--- Begin ENTRIES ---

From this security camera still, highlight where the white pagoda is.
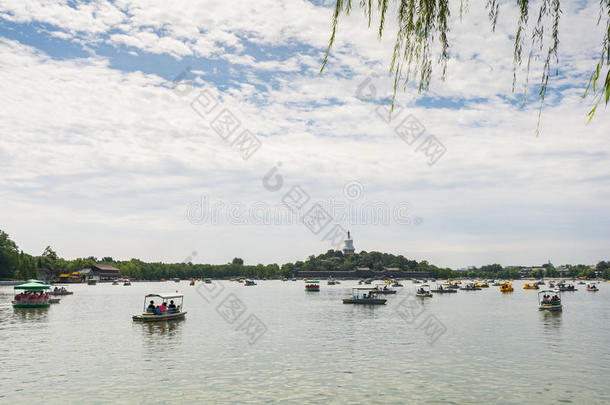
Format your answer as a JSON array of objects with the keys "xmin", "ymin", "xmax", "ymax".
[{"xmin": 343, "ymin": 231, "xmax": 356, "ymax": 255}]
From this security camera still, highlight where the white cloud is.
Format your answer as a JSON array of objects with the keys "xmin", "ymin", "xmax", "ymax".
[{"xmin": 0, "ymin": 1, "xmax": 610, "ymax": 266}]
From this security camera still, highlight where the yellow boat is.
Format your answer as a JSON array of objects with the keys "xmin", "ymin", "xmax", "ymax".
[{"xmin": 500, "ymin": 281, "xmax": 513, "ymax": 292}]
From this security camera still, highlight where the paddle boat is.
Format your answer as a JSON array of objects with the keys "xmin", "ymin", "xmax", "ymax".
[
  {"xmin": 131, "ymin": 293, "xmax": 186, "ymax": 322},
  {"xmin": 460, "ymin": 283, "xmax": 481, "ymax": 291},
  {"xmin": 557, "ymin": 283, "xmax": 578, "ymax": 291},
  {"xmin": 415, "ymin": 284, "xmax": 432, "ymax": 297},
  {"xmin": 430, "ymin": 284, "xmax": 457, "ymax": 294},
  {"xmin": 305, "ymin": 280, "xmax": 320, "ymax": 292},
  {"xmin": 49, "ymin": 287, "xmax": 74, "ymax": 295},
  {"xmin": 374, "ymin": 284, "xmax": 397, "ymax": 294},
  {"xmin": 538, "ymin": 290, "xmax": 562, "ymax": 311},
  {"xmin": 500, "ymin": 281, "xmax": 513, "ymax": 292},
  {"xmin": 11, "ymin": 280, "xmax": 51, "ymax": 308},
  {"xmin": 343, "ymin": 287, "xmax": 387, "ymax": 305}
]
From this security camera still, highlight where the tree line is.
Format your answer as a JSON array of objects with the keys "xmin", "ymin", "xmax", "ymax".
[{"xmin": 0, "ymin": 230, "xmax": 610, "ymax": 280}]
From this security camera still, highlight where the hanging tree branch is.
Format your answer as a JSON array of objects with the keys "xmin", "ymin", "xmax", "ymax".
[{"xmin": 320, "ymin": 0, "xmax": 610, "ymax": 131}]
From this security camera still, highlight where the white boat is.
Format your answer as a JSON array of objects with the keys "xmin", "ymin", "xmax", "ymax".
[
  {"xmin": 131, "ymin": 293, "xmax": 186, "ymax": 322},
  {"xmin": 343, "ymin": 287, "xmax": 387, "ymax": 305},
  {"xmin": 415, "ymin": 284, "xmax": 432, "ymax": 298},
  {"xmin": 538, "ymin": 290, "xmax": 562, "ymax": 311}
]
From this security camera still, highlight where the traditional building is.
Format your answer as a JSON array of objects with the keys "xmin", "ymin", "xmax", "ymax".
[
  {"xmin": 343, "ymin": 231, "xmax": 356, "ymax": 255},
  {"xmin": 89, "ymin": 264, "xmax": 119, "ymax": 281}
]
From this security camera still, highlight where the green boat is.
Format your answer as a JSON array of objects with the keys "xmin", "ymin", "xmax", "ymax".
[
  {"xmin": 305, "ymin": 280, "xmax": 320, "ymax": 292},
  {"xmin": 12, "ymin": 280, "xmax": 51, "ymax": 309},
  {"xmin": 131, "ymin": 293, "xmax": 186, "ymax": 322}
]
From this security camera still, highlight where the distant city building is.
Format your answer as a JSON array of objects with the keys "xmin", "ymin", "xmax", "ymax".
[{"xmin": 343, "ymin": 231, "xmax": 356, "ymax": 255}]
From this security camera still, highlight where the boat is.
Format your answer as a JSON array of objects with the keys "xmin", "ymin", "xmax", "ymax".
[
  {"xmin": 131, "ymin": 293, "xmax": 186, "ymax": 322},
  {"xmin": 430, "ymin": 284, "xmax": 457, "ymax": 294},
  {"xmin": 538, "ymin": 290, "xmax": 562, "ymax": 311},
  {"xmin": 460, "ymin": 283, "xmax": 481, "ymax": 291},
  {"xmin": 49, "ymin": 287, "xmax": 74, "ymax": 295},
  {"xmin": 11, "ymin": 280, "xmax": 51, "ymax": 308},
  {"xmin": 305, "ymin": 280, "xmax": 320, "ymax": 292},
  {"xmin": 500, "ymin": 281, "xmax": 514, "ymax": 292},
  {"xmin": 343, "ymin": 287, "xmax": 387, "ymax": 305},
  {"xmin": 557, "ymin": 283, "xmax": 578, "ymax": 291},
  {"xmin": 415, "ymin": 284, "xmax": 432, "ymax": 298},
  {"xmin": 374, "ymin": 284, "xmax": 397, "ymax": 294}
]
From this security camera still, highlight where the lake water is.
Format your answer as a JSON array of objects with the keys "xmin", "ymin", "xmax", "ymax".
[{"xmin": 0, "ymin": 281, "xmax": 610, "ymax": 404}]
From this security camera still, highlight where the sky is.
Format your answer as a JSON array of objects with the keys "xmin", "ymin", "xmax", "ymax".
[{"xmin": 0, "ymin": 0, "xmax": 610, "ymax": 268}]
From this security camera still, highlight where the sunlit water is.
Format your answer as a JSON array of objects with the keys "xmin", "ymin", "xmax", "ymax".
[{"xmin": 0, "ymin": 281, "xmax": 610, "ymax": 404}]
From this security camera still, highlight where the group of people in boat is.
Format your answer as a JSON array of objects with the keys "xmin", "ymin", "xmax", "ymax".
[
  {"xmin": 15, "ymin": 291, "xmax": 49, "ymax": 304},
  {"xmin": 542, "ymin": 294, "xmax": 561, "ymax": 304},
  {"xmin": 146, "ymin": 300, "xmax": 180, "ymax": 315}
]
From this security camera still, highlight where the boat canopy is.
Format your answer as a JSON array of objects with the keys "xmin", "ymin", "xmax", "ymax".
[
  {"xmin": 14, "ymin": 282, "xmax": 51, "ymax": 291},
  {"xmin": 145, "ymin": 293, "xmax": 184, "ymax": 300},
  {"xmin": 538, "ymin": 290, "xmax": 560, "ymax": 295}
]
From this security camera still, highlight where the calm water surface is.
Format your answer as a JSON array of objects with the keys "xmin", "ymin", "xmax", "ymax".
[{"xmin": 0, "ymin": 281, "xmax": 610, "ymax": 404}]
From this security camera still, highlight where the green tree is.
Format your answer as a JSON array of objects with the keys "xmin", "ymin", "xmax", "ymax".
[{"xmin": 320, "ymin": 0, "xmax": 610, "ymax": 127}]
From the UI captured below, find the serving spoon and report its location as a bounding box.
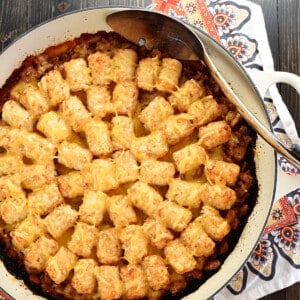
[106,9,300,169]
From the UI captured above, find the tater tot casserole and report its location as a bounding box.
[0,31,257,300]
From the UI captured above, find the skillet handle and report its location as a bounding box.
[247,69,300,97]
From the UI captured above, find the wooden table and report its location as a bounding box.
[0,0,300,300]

--- End ENTRIES ---
--- Begin ENTRIES ---

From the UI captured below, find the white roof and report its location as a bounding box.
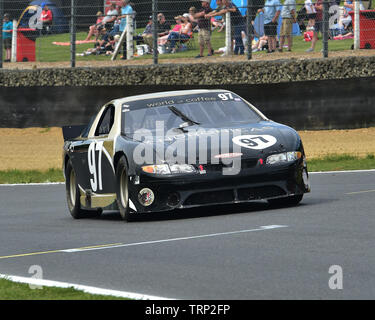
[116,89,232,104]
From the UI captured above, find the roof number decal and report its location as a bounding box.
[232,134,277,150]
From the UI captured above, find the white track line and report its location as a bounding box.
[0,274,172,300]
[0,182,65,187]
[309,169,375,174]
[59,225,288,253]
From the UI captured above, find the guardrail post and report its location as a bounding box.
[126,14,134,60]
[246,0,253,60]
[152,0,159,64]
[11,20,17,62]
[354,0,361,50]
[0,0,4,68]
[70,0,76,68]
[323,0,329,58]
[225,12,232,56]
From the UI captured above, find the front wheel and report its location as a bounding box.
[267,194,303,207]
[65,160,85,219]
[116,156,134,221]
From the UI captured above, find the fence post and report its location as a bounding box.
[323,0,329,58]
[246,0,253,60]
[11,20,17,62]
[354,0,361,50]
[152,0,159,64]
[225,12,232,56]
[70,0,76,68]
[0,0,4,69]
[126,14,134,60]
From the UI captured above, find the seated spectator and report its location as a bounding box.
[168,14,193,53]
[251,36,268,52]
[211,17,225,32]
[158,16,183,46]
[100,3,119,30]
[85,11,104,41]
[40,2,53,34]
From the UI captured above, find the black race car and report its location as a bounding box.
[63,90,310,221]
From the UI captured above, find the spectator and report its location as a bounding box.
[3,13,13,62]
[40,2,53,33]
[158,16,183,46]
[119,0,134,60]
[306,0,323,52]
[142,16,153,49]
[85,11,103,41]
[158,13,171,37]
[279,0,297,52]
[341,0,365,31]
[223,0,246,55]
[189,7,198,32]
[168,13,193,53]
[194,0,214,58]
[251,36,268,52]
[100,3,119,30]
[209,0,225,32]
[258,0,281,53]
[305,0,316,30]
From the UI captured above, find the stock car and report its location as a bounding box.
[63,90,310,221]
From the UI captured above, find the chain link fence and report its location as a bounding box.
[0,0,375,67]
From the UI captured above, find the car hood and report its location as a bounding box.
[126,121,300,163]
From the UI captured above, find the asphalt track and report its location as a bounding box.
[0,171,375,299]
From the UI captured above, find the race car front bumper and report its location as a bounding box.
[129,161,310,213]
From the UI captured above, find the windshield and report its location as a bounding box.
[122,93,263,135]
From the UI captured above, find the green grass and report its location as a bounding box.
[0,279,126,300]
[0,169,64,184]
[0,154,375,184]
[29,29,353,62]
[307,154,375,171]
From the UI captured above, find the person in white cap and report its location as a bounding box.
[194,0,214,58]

--- End ENTRIES ---
--- Begin ENTRIES ---

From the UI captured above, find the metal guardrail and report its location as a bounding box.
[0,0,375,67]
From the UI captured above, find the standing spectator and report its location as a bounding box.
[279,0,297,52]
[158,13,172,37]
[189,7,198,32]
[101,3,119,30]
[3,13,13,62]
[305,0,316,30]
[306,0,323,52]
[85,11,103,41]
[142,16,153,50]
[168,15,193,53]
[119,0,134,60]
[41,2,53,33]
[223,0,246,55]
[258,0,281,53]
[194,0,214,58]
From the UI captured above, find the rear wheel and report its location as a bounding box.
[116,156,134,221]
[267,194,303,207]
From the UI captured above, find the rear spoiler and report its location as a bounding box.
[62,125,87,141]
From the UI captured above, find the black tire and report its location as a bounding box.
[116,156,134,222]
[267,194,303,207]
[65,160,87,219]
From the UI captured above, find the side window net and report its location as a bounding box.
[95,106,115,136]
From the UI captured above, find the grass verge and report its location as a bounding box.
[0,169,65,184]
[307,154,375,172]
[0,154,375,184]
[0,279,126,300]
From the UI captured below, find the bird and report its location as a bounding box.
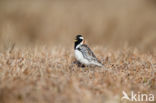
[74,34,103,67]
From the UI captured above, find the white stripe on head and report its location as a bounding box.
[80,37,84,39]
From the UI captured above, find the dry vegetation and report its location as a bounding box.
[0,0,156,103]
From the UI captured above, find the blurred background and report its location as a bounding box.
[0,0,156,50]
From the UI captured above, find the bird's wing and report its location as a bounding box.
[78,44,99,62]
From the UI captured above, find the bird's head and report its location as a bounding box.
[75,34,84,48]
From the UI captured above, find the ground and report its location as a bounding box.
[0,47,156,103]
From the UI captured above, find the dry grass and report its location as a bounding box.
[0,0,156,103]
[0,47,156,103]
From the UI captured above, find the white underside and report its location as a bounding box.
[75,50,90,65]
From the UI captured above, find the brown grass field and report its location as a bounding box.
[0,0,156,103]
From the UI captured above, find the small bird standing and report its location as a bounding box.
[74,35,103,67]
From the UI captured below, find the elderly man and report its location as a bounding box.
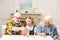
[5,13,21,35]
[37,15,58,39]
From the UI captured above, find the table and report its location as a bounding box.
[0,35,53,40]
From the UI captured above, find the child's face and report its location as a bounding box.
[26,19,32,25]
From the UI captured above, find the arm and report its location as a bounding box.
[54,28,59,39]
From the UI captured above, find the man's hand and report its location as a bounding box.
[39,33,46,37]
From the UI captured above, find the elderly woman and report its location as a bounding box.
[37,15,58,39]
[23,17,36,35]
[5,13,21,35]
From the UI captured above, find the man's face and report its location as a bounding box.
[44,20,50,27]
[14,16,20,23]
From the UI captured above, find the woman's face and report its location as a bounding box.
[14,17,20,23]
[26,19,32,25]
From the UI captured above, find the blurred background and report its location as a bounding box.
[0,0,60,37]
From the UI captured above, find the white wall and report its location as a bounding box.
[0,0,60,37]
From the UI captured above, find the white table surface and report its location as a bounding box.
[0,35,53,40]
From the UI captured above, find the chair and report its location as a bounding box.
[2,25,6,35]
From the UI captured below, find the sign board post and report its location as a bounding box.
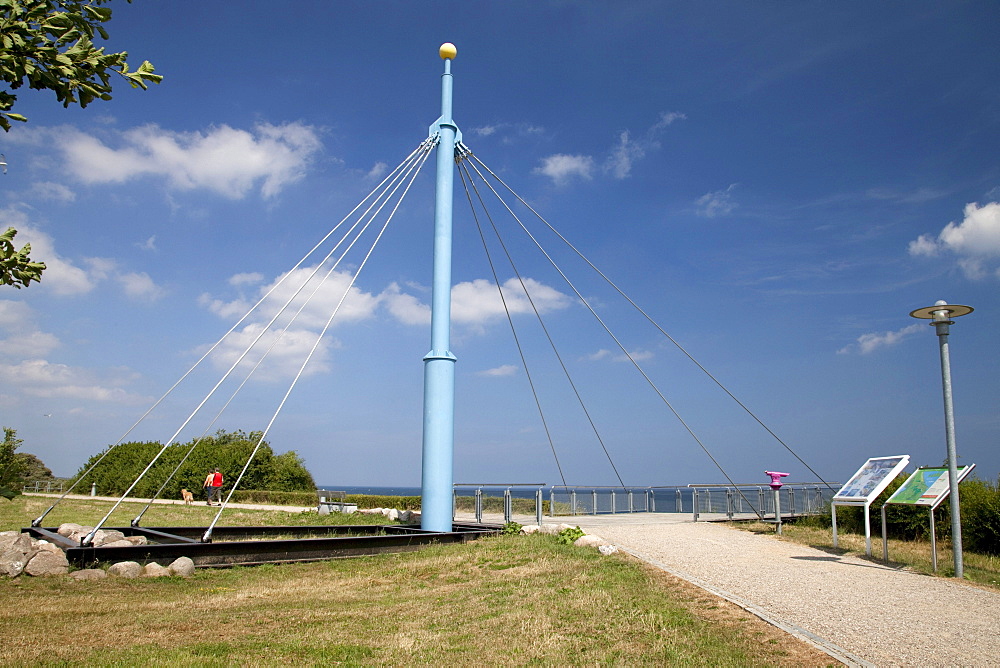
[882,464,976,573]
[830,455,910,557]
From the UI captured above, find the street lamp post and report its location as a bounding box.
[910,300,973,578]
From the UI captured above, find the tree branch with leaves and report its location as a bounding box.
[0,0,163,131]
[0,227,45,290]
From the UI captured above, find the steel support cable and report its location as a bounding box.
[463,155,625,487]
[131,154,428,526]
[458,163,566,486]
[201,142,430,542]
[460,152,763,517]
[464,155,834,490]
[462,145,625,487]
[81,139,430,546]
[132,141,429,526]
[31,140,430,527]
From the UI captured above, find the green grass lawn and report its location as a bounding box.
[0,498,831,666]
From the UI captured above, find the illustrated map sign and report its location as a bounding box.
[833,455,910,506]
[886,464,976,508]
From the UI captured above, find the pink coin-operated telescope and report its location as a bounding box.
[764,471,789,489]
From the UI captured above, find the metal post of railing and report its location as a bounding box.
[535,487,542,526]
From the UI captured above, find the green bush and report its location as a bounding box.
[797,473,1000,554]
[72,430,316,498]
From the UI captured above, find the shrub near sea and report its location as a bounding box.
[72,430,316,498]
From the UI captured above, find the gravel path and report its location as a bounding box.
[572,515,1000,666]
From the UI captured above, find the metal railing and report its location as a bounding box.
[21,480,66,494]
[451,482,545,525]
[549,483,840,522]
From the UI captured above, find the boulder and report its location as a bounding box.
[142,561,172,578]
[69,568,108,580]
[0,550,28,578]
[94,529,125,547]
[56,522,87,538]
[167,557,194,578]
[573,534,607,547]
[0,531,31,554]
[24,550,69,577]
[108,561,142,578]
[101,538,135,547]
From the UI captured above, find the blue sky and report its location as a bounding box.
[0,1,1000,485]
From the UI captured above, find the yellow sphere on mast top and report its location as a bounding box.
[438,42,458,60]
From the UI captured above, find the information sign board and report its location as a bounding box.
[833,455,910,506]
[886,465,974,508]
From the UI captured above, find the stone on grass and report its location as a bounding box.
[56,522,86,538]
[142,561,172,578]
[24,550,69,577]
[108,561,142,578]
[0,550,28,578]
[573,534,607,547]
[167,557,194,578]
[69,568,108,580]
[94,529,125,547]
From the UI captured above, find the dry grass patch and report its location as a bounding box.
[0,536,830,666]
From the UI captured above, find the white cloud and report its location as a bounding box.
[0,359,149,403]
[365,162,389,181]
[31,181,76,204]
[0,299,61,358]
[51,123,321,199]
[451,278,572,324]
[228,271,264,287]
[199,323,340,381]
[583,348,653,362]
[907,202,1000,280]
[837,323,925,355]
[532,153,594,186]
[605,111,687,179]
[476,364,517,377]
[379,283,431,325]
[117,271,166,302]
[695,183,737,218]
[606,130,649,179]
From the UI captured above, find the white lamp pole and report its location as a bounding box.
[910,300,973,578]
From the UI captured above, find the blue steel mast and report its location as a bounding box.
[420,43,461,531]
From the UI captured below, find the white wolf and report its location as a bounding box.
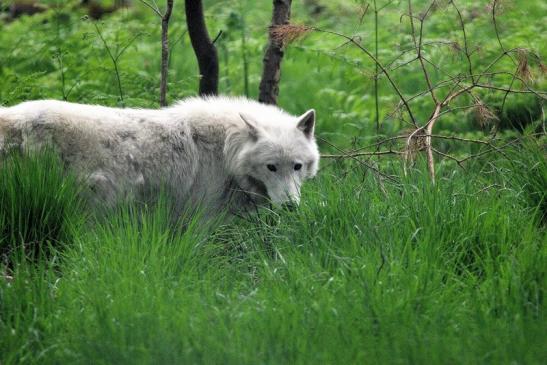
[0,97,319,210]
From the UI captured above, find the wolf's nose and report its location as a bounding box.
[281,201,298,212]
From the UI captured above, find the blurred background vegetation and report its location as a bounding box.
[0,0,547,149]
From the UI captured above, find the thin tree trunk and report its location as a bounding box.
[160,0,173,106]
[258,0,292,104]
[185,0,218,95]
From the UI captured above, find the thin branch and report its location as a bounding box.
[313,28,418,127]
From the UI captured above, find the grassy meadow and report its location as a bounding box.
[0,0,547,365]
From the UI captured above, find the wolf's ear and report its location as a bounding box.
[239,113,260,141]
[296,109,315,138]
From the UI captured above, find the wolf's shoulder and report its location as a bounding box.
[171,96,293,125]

--- End ENTRIES ---

EXERCISE BRIEF → Write out everything from the row containing "From the UI captured above, find the metal railing" down to the row containing "[0,97,319,210]", both included, with the request rows unchanged and every bounding box coordinate shifted up by 88. Leave out the pictures.

WRITTEN ANSWER →
From the UI captured above, find the metal railing and report its location as a bounding box.
[109,568,154,582]
[539,570,633,613]
[637,571,928,610]
From the UI captured above, find the boulder and report its location as a bounding box.
[230,649,260,666]
[157,656,196,668]
[88,638,116,666]
[182,617,213,635]
[144,610,175,626]
[255,645,282,666]
[661,622,695,635]
[88,619,119,642]
[112,638,157,665]
[196,649,230,666]
[189,626,223,635]
From the UI captured above, find the blue sky and report its location as a bounding box.
[88,89,1088,573]
From the UI captured above, find the yellow sphere on mast top and report its location as a bounding box.
[526,130,546,148]
From the UI captured above, find the information sign board and report its location as a bounding box.
[921,543,998,594]
[974,553,1062,596]
From the UI captured above, find the stone on grass and report its location as a bounding box.
[144,610,174,626]
[230,649,260,666]
[112,638,157,665]
[196,649,230,666]
[88,638,116,666]
[661,622,695,635]
[255,645,282,666]
[157,656,196,668]
[182,617,213,635]
From the UI captured above, find the dry grass patch and report its location as a bounding box.
[88,624,918,754]
From the UI captured above, find the white cloud and report its location as a bounding box.
[88,447,237,491]
[453,250,477,269]
[119,269,164,292]
[88,387,149,446]
[139,211,409,287]
[539,366,660,412]
[316,359,352,375]
[287,411,428,469]
[671,436,741,450]
[995,290,1088,368]
[925,411,1013,443]
[620,241,682,274]
[693,199,775,267]
[564,452,605,465]
[467,371,519,413]
[205,359,254,390]
[783,271,825,306]
[694,218,737,267]
From the UI captured above, find the white lamp pole and report its location as a bounding box.
[998,388,1061,666]
From the UI captured above, find the blue steel mast and report its location as a bounding box.
[508,131,549,619]
From the UI captured below, find the white wolf and report its location as a bounding box.
[88,185,407,298]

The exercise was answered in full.